Stated problem 1.
In the passage about civilians heading to Iraq, which agency had Ken McKellar retired from?
Stated problem 2.
Transcribe the portion of the passage about civilians heading to Iraq that opens with the words containing "Representing every profession" and closes with "war in Iraq.".
Stated problem 3.
Go on with the passage about civilians heading to Iraq, picking up after its final sentence.

Text block.
────────────────────────────────────────
Representing every profession from accountants to cops, they were among the hundreds of civilians who leave this Kuwaiti Air Force base every week to join the ranks of the massive bureaucracy supporting the war in Iraq.

Some wore jeans instead of camouflage, and others sagged or bulged a bit more than the average fighter in the field. But they seemed to be warriors in their own right as they set off to ply their civilian trades in a combat zone, risking all to tap into the bountiful wages of war.

"This is my retirement," said 56-year-old Ken McKellar, who retired from the South Carolina Bureau of Corrections only 10 days before, leaving his home and family for a one-year assignment as a prison consultant with the U.S. Department of Justice. He's assigned to help reform the infamous Abu Ghraib and other prisons in Iraq.

McKellar, one of the many Vietnam veterans on Sunday's flight, reflected the sentiments of some of his comrades when he said it was more than fat wages that brought him on this mission.
────────────────────────────────────────
Records.
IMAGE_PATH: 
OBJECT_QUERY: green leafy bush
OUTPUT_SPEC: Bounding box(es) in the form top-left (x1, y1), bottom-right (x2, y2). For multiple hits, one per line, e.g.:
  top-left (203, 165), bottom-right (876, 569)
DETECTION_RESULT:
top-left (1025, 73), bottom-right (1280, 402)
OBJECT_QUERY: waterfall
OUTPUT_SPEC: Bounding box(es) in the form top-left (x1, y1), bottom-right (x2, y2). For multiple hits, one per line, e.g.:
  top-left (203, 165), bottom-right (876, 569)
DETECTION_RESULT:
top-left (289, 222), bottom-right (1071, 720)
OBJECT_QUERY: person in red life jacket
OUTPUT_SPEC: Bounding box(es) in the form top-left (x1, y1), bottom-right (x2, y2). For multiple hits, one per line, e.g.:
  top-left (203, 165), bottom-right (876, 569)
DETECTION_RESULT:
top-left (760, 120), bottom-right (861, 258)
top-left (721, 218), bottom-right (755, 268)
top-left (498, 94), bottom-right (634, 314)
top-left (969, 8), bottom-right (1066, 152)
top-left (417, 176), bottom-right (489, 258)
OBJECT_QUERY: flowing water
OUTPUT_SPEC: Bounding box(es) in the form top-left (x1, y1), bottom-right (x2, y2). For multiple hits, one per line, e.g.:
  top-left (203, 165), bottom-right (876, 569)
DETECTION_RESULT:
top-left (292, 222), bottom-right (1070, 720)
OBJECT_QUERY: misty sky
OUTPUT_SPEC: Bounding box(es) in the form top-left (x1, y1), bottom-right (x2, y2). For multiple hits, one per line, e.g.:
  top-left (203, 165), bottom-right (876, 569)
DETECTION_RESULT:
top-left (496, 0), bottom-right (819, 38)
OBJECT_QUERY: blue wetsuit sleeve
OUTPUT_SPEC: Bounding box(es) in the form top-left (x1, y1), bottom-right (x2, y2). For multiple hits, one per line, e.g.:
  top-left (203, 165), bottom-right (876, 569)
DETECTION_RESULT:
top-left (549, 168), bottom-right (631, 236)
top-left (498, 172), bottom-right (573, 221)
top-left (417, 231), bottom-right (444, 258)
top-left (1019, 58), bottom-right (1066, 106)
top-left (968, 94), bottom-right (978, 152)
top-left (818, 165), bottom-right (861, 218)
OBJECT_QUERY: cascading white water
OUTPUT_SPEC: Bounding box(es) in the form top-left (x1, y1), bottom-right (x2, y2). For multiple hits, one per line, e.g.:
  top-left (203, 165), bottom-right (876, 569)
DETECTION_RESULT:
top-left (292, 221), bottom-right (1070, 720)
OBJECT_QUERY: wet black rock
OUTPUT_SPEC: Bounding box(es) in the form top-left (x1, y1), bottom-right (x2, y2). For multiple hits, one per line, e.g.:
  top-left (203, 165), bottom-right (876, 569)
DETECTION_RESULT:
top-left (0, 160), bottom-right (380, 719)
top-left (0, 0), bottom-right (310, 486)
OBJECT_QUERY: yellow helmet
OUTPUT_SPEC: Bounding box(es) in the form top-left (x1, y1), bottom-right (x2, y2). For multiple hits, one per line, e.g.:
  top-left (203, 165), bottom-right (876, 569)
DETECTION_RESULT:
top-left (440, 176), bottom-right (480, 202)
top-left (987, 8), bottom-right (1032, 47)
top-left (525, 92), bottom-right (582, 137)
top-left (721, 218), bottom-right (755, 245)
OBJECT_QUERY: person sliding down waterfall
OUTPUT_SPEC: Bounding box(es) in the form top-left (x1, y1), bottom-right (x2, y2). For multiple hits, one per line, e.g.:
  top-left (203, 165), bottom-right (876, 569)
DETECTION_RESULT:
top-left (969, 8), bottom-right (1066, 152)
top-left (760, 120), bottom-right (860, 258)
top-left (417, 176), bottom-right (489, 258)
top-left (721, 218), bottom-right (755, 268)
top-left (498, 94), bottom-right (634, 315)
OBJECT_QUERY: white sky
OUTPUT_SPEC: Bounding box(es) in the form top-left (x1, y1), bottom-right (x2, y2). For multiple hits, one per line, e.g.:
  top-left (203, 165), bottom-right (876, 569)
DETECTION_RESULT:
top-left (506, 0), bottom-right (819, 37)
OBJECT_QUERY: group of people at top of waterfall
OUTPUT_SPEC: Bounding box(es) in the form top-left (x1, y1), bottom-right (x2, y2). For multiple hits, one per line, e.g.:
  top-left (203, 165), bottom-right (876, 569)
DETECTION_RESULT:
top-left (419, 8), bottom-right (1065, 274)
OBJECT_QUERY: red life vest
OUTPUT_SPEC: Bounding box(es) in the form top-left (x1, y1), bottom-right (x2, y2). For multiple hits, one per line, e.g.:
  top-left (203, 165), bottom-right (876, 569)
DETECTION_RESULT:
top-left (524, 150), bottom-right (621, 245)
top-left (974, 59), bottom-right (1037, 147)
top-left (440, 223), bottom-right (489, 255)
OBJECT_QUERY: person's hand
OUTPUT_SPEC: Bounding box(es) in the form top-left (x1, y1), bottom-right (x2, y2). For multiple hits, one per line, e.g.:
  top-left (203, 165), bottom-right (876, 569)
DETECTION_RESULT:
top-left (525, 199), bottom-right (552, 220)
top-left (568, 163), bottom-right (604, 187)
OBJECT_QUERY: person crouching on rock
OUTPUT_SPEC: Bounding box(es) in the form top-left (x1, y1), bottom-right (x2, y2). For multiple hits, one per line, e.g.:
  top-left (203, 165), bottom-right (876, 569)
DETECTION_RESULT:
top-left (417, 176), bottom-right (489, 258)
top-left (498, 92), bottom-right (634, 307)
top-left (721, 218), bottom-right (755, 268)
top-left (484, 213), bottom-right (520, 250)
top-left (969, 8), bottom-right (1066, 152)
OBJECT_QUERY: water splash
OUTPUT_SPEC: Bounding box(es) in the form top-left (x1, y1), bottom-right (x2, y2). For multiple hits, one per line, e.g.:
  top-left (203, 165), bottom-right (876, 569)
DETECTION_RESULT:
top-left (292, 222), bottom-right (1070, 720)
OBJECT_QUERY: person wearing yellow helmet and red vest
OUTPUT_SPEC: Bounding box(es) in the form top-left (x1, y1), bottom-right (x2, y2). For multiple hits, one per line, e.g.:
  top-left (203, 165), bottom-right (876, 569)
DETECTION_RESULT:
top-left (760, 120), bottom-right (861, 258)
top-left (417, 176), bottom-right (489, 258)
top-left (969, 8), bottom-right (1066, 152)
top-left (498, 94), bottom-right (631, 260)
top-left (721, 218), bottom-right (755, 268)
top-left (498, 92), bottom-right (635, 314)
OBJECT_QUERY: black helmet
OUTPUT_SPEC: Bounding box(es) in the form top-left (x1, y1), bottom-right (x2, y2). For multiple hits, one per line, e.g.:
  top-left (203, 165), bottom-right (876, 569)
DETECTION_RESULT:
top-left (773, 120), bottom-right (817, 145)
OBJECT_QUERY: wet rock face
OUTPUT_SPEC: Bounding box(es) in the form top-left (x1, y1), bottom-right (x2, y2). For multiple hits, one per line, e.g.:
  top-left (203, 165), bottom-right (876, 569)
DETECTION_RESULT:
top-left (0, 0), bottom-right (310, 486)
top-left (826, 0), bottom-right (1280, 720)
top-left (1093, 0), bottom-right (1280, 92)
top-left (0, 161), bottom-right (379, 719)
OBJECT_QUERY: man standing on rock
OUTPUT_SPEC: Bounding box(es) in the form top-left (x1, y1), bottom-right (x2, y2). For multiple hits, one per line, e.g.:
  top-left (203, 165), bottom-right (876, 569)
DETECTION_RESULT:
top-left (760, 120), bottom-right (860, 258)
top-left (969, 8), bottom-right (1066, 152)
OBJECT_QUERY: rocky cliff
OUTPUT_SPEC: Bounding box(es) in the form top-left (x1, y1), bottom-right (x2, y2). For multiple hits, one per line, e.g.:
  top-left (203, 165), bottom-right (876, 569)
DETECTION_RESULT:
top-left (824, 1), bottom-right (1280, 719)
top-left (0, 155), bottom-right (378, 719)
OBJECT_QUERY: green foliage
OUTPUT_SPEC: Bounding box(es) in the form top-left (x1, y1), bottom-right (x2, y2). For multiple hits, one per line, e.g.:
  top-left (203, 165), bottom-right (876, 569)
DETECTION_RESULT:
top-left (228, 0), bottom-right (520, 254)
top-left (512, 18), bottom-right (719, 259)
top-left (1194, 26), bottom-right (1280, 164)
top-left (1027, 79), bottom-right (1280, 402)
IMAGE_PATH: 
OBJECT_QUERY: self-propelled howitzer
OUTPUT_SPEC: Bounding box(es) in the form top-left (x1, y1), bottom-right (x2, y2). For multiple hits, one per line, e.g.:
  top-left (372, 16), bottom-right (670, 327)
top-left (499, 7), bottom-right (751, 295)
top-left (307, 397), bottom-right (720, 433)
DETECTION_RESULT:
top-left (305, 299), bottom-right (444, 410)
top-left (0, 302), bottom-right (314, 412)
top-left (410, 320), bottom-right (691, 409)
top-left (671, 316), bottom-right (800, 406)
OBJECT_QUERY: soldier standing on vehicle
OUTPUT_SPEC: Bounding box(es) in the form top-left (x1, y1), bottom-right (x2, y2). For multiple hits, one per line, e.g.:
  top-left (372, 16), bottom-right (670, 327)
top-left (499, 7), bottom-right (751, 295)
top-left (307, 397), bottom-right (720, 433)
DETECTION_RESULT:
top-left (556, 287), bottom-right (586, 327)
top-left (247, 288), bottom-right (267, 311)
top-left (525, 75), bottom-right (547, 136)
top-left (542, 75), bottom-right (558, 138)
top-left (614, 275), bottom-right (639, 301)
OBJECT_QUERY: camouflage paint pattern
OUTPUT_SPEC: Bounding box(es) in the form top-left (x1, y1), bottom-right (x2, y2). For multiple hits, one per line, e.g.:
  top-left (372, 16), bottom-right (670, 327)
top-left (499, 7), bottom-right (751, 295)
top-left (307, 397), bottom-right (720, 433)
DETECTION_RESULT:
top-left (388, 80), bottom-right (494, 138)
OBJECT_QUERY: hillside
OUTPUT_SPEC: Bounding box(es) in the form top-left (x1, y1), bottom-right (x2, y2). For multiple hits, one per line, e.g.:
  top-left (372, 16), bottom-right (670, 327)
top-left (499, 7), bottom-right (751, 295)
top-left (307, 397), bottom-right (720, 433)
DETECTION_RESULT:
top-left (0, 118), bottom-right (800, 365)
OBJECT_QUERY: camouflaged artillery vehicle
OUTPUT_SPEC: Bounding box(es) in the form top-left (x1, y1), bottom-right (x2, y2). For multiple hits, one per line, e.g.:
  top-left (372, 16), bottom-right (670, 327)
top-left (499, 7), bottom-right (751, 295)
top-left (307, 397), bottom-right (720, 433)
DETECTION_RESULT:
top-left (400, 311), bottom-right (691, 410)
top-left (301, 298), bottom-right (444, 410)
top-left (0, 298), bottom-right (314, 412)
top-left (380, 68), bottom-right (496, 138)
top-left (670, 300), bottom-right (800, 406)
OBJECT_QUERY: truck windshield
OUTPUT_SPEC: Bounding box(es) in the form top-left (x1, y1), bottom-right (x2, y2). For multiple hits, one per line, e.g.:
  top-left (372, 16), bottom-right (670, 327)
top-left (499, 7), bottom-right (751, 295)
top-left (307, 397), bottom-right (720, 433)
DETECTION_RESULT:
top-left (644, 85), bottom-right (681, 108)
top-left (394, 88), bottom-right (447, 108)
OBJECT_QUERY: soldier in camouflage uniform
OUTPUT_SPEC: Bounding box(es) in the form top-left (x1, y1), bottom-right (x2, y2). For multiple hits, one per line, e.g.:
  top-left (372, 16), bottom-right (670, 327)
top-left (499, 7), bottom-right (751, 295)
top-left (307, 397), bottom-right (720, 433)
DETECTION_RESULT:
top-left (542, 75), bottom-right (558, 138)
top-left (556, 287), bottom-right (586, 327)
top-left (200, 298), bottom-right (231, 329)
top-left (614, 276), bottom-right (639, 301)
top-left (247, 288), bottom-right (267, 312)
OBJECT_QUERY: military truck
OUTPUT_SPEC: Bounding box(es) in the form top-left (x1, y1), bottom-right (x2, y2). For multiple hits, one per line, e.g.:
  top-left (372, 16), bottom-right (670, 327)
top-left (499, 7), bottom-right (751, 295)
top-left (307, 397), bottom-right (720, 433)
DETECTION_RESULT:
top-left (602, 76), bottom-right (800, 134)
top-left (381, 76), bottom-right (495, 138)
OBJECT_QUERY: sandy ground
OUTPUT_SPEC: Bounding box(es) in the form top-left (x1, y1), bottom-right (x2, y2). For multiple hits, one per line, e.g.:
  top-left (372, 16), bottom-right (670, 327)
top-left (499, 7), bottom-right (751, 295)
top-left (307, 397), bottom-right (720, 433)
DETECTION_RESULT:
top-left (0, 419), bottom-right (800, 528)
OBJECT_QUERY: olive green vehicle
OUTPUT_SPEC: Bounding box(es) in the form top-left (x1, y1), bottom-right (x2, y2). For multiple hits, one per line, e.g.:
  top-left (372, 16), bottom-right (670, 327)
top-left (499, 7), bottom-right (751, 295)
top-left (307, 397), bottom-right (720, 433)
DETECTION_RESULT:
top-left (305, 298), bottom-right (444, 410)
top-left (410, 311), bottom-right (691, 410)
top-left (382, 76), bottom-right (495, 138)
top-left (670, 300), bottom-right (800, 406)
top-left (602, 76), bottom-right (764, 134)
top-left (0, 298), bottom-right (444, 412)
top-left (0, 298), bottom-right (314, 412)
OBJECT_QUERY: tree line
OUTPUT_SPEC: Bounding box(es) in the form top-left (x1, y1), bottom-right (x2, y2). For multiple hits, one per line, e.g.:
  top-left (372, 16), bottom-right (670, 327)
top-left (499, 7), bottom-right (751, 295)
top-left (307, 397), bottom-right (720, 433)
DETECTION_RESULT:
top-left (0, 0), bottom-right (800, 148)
────────────────────────────────────────
Output 1.
The South Carolina Bureau of Corrections.

Output 2.
Representing every profession from accountants to cops, they were among the hundreds of civilians who leave this Kuwaiti Air Force base every week to join the ranks of the massive bureaucracy supporting the war in Iraq.

Output 3.
"I think we can make things run a lot better," he said, shaking his head in regret as he recounted some of the failures in the Iraqi jails that he hopes to correct.

"They stuck (military police) in there, so it really wasn't fair," he said. "They know how to arrest people, sure, but running a cell block is totally different. That's where I think we can help."

After waking up around dawn at a hotel in Kuwait City, the group was loaded onto buses, off again, back on, and otherwise given a crash course in classic military "hurry up and wait."

Arriving at the Kuwaiti base at noon, a tall, cranky man in his 50s ---- crew cut and ram-rod straight like a former military man ---- shouted sharp warnings and no-nonsense instructions for the flight.

Telling them that their body armor would serve them better under the seats than on their bodies ---- the fire comes from the ground, he said ---- he reminded them that this was no vacation spot they were headed for.

"Make no mistake people," he said, avoiding eye contact with anyone and talking to the ground. "You are going into a hostile area."

There are about 90,000 non-Iraqi civilian workers in the country like those on this flight, according to groups that represent contractors. More than 200 such workers from several nations have died in Iraq, according to an unofficial count based on news reports and maintained by a group called the Iraq Coalition Casualty Count.

In Baghdad, climbing into the plane on a small ladder, the workers clumsily found their places between the cockpit and the rear cargo of bags and a caged pack of military dogs.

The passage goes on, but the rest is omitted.